AIM OF THE EXERCISE -> Reproduce the following listing line for line, without any changes, and omit the pictures from your output.

RECORDS FOR THE TASK Block Start

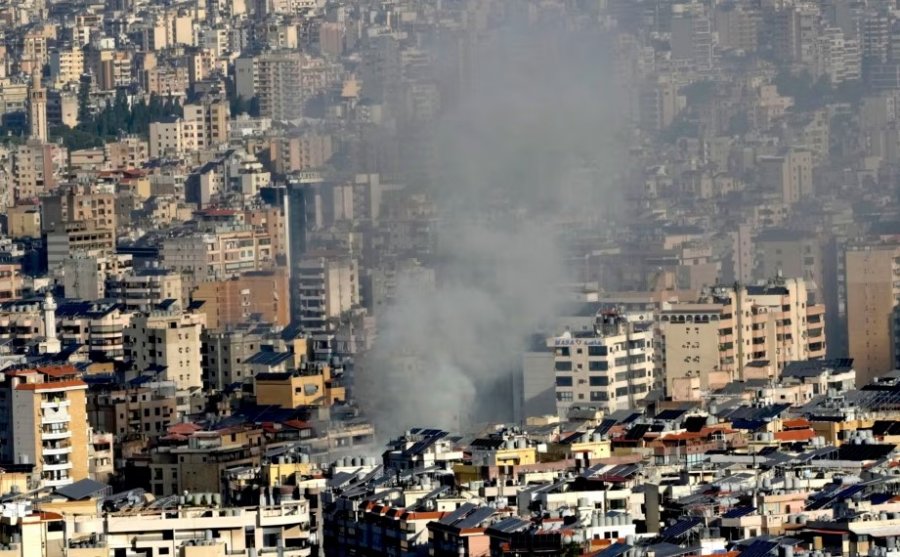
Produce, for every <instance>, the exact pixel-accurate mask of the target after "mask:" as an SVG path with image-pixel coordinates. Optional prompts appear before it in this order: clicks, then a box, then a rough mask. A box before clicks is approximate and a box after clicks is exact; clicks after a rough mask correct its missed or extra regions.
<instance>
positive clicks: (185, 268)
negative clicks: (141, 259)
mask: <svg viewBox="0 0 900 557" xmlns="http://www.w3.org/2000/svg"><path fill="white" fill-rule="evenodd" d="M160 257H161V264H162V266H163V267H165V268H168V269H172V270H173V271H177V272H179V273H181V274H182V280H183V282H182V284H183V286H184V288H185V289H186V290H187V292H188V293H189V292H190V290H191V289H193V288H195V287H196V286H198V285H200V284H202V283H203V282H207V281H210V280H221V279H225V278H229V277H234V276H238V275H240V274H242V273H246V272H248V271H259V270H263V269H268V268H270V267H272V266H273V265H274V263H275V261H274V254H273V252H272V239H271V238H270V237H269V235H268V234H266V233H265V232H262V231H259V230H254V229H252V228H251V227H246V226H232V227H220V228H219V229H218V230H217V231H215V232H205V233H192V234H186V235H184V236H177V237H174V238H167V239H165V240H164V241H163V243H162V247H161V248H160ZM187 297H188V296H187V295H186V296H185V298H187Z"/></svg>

RECORDS FOR THE TASK Block End

RESPONSE AREA ->
Produce, for every <instance>, the exact pixel-accurate mask of the target after "mask:" as an SVG path with image-pixel coordinates. Optional prompts appear before it in this order: clicks, then a box, then a rough mask. A box before clicks is approximate and a box after clicks is exact; clicks after a rough mask correct its missed or extra regions.
<instance>
positive clicks: (185, 268)
negative clicks: (141, 259)
mask: <svg viewBox="0 0 900 557" xmlns="http://www.w3.org/2000/svg"><path fill="white" fill-rule="evenodd" d="M160 257H161V264H162V266H163V267H165V268H168V269H172V270H173V271H177V272H179V273H181V274H182V280H183V282H182V284H183V286H184V288H185V289H186V290H187V292H188V293H189V292H190V290H191V289H193V288H195V287H196V286H198V285H200V284H202V283H203V282H207V281H210V280H221V279H225V278H229V277H234V276H238V275H240V274H242V273H246V272H248V271H259V270H263V269H268V268H270V267H272V266H273V265H274V263H275V261H274V254H273V252H272V239H271V238H270V237H269V235H268V234H266V233H265V232H262V231H259V230H254V229H252V228H251V227H246V226H232V227H220V228H219V229H218V230H217V231H215V232H205V233H192V234H186V235H184V236H177V237H174V238H167V239H165V240H164V241H163V243H162V247H161V248H160ZM187 297H188V296H187V295H186V296H185V298H187Z"/></svg>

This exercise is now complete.